++++ Supplied information ++++

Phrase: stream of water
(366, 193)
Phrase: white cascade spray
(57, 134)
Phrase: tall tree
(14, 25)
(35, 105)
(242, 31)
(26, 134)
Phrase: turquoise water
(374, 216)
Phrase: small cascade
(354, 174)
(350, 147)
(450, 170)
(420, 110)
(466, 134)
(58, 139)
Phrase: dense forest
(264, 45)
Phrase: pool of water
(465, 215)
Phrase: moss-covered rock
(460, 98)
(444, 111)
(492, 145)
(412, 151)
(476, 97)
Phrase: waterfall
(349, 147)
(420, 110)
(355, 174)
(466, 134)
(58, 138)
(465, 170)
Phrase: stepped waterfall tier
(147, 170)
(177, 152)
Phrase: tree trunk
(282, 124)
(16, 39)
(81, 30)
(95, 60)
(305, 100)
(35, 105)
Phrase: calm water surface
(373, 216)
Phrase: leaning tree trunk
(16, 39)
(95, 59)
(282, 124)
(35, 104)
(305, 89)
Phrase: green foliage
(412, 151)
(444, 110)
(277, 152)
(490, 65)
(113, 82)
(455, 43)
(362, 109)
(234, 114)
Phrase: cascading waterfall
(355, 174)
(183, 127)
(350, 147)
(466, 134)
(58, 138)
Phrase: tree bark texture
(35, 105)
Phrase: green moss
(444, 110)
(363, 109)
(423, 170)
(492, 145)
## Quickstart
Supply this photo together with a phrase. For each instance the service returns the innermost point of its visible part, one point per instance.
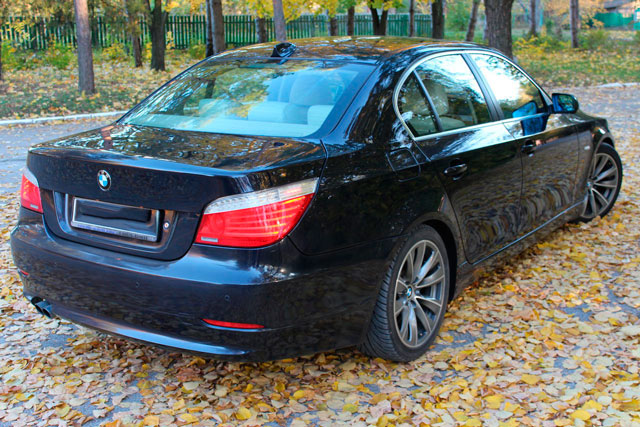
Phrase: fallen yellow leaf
(243, 413)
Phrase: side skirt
(468, 273)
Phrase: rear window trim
(327, 127)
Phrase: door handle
(455, 171)
(529, 147)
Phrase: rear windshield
(290, 98)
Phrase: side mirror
(564, 103)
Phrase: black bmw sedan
(286, 199)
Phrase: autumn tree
(498, 15)
(4, 12)
(379, 18)
(85, 55)
(473, 20)
(437, 19)
(279, 22)
(158, 34)
(574, 13)
(533, 28)
(261, 9)
(412, 18)
(134, 9)
(351, 20)
(559, 12)
(215, 27)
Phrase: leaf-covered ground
(552, 338)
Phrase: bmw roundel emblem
(104, 180)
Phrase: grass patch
(50, 91)
(553, 66)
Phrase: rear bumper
(306, 304)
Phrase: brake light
(255, 219)
(30, 192)
(233, 325)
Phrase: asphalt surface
(16, 140)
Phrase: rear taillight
(30, 192)
(255, 219)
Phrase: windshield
(291, 98)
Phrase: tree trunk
(279, 22)
(473, 19)
(533, 29)
(351, 18)
(85, 55)
(333, 26)
(412, 18)
(379, 21)
(575, 22)
(158, 42)
(498, 14)
(261, 30)
(137, 50)
(437, 19)
(209, 27)
(216, 20)
(133, 28)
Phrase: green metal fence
(190, 30)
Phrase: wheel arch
(451, 245)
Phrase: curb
(60, 118)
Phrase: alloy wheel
(602, 185)
(419, 294)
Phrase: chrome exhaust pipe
(43, 307)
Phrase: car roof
(370, 49)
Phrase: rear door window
(454, 92)
(415, 110)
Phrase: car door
(548, 141)
(476, 158)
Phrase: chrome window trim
(411, 68)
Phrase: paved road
(16, 140)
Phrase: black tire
(383, 337)
(610, 194)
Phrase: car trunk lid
(159, 182)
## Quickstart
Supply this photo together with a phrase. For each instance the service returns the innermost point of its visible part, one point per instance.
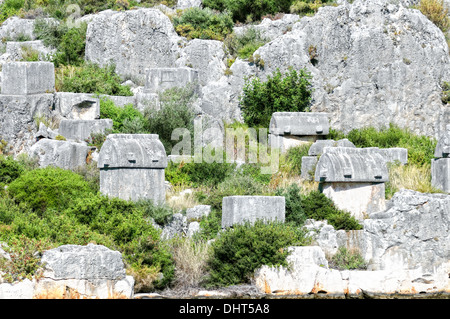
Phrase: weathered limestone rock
(375, 63)
(440, 174)
(15, 50)
(198, 212)
(239, 209)
(413, 233)
(93, 271)
(81, 130)
(440, 166)
(22, 78)
(353, 178)
(63, 154)
(308, 273)
(133, 40)
(17, 120)
(132, 167)
(161, 79)
(206, 56)
(290, 129)
(77, 106)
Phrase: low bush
(10, 169)
(203, 23)
(121, 117)
(239, 251)
(91, 78)
(289, 92)
(436, 11)
(49, 187)
(319, 207)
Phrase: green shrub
(9, 170)
(290, 92)
(91, 78)
(346, 259)
(293, 158)
(121, 116)
(176, 112)
(232, 186)
(10, 8)
(420, 148)
(48, 187)
(249, 10)
(25, 259)
(294, 207)
(72, 47)
(245, 44)
(319, 207)
(203, 24)
(239, 251)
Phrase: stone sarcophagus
(132, 167)
(354, 178)
(290, 129)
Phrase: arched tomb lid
(346, 164)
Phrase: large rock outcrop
(372, 62)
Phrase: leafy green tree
(290, 92)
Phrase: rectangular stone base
(360, 199)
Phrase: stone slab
(239, 209)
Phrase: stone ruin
(132, 167)
(440, 165)
(239, 209)
(354, 178)
(290, 129)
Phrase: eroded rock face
(372, 63)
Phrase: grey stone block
(198, 212)
(239, 209)
(345, 164)
(83, 262)
(440, 174)
(22, 78)
(81, 130)
(160, 79)
(132, 167)
(318, 146)
(299, 123)
(395, 154)
(77, 106)
(64, 154)
(443, 144)
(308, 167)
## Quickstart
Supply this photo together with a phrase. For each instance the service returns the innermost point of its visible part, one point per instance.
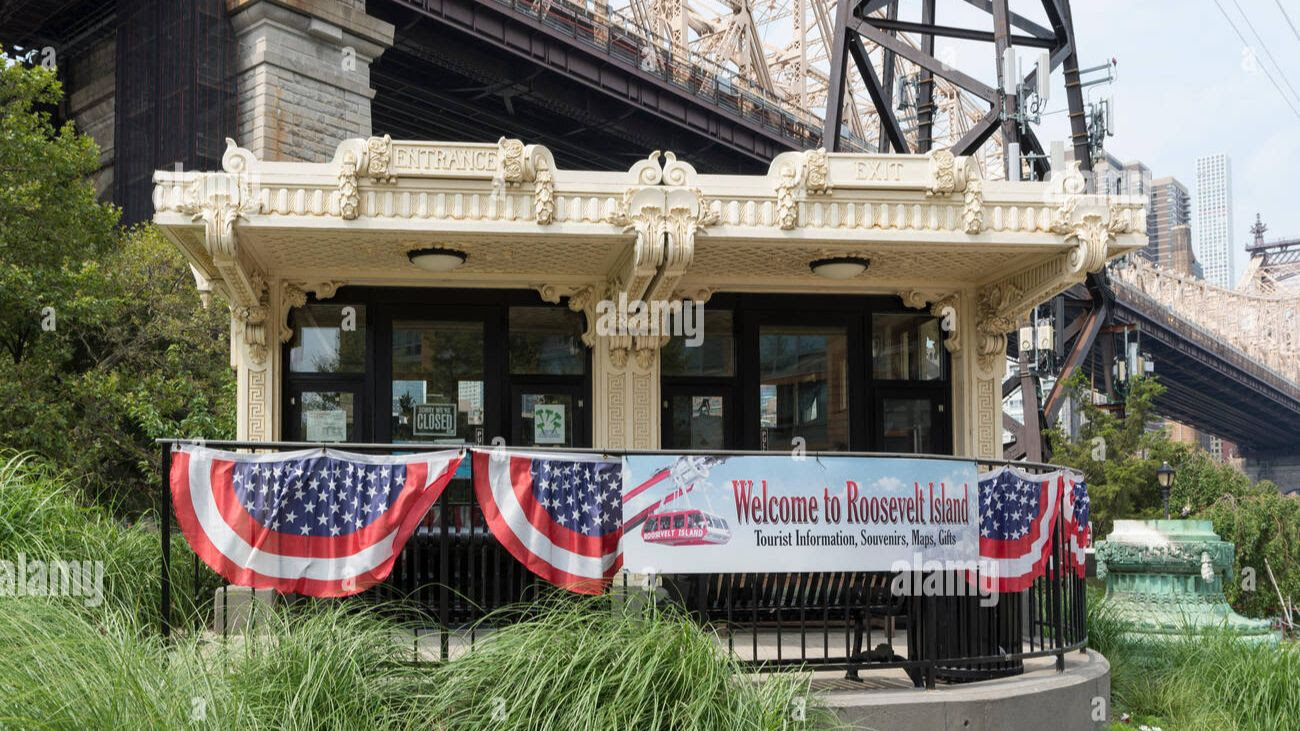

++++

Return the data unchanged, beginning at the line that contains "Phrase: stone slab" and stopping at the end of the data. Leave the pictures out.

Phrase: stone slab
(239, 209)
Phrase: stone ruin
(132, 167)
(440, 165)
(239, 209)
(354, 178)
(290, 129)
Phrase: eroded rock face
(372, 63)
Phrase: grey stone block
(198, 212)
(239, 209)
(345, 164)
(83, 262)
(440, 174)
(22, 78)
(81, 130)
(160, 79)
(132, 167)
(318, 146)
(299, 123)
(395, 154)
(77, 106)
(64, 154)
(443, 144)
(308, 167)
## Quickstart
Supply this photo together with a phrase. For each instance the service returns the innermost point of its visible part, one point per instance.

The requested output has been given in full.